Transcribe the listing without changes, starting at the line that contains "task: outline the woman's face" and ending after the line that contains "M384 51L388 47L386", with both of those lines included.

PROVIDED RECORDS:
====================
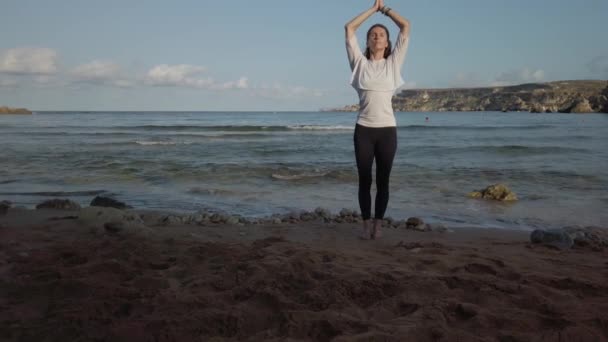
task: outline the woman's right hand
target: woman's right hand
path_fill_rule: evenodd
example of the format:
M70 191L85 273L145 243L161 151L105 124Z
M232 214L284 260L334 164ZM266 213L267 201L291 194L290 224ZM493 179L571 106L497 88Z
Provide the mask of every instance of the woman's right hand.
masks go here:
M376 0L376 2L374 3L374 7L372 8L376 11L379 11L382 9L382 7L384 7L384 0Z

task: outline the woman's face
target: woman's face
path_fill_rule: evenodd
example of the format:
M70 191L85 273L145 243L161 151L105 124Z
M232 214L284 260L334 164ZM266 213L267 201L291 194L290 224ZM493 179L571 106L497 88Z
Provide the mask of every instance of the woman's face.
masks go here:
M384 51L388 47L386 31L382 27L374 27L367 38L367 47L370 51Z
====================
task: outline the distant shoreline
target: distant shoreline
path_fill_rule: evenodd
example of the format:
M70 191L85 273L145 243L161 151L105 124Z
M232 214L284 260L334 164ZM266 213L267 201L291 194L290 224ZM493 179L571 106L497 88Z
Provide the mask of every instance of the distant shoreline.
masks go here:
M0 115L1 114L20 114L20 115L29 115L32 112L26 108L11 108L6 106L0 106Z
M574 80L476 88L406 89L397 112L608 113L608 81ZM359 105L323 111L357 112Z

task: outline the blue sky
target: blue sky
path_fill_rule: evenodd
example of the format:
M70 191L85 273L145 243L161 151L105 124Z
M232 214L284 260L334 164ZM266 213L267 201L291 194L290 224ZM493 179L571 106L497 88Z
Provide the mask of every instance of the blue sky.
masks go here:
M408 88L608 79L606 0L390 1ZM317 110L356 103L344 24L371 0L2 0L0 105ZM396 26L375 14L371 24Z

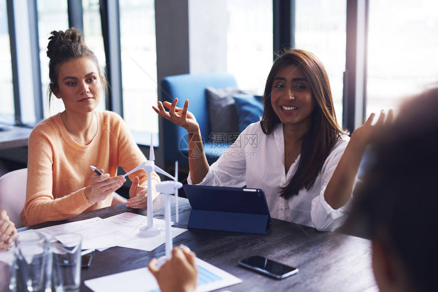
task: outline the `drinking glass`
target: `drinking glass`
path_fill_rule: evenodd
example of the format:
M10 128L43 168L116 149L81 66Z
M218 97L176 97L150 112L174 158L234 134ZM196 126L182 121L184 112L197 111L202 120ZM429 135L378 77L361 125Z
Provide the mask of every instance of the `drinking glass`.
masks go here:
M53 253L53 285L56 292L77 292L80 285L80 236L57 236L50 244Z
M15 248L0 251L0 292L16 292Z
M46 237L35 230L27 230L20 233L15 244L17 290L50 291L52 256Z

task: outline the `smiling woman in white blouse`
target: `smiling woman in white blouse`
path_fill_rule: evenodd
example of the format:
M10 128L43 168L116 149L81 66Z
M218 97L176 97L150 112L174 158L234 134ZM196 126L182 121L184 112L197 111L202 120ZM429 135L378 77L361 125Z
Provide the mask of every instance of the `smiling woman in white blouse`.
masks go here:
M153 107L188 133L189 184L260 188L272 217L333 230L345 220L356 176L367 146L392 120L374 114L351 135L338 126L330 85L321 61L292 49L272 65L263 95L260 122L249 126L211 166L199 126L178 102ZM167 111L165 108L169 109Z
====================
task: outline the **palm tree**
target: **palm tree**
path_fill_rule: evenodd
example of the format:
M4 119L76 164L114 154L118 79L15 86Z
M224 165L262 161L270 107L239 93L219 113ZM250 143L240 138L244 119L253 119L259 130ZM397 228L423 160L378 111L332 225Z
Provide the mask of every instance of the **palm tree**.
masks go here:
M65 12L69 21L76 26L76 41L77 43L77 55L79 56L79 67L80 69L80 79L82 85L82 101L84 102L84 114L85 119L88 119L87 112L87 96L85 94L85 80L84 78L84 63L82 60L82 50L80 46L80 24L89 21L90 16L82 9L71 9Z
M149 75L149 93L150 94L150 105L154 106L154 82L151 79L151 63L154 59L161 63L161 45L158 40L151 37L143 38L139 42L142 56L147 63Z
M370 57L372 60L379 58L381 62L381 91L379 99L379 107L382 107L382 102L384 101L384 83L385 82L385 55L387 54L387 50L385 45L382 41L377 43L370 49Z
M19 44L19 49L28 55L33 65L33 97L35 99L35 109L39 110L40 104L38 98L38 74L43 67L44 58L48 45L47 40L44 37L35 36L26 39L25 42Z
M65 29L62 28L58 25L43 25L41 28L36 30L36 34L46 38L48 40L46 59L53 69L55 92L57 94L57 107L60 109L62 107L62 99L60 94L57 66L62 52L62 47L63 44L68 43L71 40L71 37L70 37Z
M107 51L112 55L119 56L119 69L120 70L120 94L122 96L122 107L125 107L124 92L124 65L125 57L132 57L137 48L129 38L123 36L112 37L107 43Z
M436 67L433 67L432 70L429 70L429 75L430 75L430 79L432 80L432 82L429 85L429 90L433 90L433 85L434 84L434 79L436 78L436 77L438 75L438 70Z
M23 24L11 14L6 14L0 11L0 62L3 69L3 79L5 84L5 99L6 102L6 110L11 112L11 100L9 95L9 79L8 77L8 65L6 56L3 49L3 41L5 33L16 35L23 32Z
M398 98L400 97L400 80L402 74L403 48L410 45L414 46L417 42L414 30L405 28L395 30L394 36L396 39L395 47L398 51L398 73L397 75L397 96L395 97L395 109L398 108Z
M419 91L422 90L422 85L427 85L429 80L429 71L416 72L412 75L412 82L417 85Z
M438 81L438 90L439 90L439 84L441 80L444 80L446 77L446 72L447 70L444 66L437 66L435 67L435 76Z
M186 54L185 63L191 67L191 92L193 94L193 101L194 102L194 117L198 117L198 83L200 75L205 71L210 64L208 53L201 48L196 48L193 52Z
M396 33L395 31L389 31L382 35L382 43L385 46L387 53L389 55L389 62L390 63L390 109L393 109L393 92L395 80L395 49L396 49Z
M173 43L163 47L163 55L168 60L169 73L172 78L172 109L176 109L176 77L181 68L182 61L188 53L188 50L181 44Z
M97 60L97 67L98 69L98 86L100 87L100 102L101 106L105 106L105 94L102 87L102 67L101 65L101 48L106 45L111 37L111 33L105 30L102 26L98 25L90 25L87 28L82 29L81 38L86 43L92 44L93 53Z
====================
COMPLETE OUTPUT:
task: outline the woman's face
target: woman's face
path_fill_rule: evenodd
example of the format:
M70 191L85 273L145 243L161 151L105 124Z
M232 214L284 260L334 164ZM266 213L267 201L291 194L290 224ZM493 179L571 106L497 88Z
Provide the mask of every instance of the woman's face.
masks go here:
M384 51L388 47L386 31L382 27L374 27L367 38L367 47L370 51Z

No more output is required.